#### SUPPLIED RECORDS ####

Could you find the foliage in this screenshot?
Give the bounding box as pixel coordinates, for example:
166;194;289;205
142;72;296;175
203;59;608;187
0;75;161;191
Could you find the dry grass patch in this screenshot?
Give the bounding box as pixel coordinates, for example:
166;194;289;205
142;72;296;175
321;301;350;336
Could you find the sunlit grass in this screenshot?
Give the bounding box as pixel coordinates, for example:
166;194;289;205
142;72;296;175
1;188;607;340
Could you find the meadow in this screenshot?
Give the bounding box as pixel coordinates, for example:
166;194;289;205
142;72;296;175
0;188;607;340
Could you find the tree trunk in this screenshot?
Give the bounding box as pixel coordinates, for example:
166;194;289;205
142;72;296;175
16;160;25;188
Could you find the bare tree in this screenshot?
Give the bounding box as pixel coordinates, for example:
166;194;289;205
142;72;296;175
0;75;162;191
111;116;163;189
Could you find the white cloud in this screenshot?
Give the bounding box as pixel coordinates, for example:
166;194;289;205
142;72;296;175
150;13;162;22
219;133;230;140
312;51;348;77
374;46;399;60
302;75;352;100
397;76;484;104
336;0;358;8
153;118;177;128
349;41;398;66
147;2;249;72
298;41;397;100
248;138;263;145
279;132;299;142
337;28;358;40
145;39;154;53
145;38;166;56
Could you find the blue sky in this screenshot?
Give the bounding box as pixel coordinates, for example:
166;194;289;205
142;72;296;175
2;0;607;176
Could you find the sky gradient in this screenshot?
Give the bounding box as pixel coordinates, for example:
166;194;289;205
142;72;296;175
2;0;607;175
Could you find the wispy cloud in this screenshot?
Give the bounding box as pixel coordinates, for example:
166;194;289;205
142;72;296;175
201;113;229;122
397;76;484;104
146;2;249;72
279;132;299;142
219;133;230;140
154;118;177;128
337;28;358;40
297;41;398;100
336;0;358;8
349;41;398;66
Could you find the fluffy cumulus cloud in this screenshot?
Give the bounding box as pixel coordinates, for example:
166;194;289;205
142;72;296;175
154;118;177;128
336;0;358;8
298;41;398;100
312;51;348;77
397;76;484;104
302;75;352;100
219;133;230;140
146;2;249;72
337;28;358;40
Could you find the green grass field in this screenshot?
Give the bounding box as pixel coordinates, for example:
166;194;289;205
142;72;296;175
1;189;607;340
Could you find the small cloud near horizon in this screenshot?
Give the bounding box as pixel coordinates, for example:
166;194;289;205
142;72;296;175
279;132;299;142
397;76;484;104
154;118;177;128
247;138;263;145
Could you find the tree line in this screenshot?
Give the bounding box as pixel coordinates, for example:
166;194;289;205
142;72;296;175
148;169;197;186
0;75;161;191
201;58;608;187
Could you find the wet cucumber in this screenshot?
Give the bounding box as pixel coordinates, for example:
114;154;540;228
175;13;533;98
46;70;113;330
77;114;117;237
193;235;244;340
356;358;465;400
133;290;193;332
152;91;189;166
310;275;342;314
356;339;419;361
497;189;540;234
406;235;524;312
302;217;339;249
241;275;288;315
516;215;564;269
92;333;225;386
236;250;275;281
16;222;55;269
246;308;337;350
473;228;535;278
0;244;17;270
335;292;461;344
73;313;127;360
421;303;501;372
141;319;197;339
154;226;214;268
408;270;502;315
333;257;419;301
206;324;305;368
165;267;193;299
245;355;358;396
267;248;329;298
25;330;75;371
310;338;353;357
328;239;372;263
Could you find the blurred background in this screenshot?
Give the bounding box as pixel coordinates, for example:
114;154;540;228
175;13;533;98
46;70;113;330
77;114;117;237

####

Faithfully reproduce all of the records, character for character.

Could you find the foliage in this screenshot?
Give the bounding box as pixel coordinates, for example:
166;194;289;205
142;72;296;175
203;59;608;187
0;75;161;191
Could you find the dry grass patch in this screenshot?
Give the bounding box as pixel coordinates, for example:
166;194;289;205
142;72;296;175
321;301;350;336
Could you find the sunlit grass in this screenshot?
Give the bounding box as pixel coordinates, for example:
166;194;289;205
142;72;296;175
1;188;607;340
Could you find the meadow in this screenshot?
Give the bounding box as pixel coordinates, for example:
166;194;289;205
142;72;296;175
0;188;607;340
Could you find the tree trunk in this screenshot?
Give the bounding box as pixel coordinates, for example:
166;194;289;205
142;72;296;175
16;160;25;188
Could you find the bare tree in this screenshot?
Give the bounding box as pixel coordinates, for example:
166;194;289;205
142;72;296;175
0;75;162;191
111;116;163;189
Could you find the white cloud in this screenshot?
Give the bounding box as pixel coordinates, for example:
166;194;289;205
142;72;296;175
150;13;162;22
219;133;230;140
312;51;348;77
374;46;399;60
302;75;352;100
397;76;484;104
336;0;358;8
153;118;177;128
349;41;398;66
147;2;249;72
298;41;397;100
248;138;263;145
279;132;299;142
337;28;358;40
145;39;154;53
145;38;166;56
Could you find the blue sky in this screenshot?
Give the bounding box as pixel coordinates, for example:
166;194;289;205
142;72;296;175
2;0;607;176
Could you find the sky gradient in this screenshot?
Give the bounding box as pixel coordinates, for example:
166;194;289;205
142;72;296;175
2;0;607;175
Could you find the wispy cloud in this screenshot?
Give the bounding box as pixel coordinates, for example:
166;194;289;205
142;72;296;175
201;113;229;122
397;76;484;104
146;2;249;72
279;132;299;142
219;133;230;140
154;118;177;128
337;28;358;40
297;41;398;100
336;0;358;8
349;41;398;66
Could you find the fluffy cumulus cloud in this screenshot?
Give the bounding box as pixel coordinates, for example:
166;194;289;205
142;72;296;175
154;118;177;128
336;0;358;8
298;41;398;100
312;51;348;77
397;76;484;104
302;75;352;100
219;133;230;140
146;2;249;72
337;28;358;40
Could you find the green grass field in this screenshot?
Give the bounding box as pixel coordinates, for example:
166;194;289;205
142;72;296;175
1;189;607;340
Could you find the small cloud near horizon in this screenshot?
Give the bounding box as pixel coordinates, for example:
166;194;289;205
142;72;296;175
279;132;299;142
397;76;484;104
154;118;177;128
247;138;263;145
Could you find the tree line in this screenshot?
Give the bounding box as pixel coordinates, for example:
166;194;289;205
142;72;296;175
148;169;197;186
0;75;161;191
201;58;608;187
Could you find the wet cucumber in this screenshot?
Give the bounding box as pixel coordinates, for example:
114;154;540;228
175;13;533;98
46;70;113;330
77;114;117;237
193;235;244;340
356;358;465;400
133;290;193;332
152;91;189;166
310;275;342;314
356;339;419;361
497;189;540;234
406;235;524;312
302;217;339;249
241;275;288;315
516;215;564;269
92;333;225;386
236;250;275;281
16;222;55;269
246;308;337;350
473;228;535;278
0;244;17;270
335;292;461;344
73;313;127;360
421;303;501;372
141;319;197;339
154;226;214;268
408;270;502;315
333;257;419;301
206;324;305;368
165;267;193;299
245;355;358;396
267;248;329;298
25;330;75;371
310;338;353;357
328;239;372;263
Could you find the blurred background in this screenshot?
Give the bounding box as pixel coordinates, for example:
114;154;540;228
175;13;533;98
46;70;113;330
77;114;117;237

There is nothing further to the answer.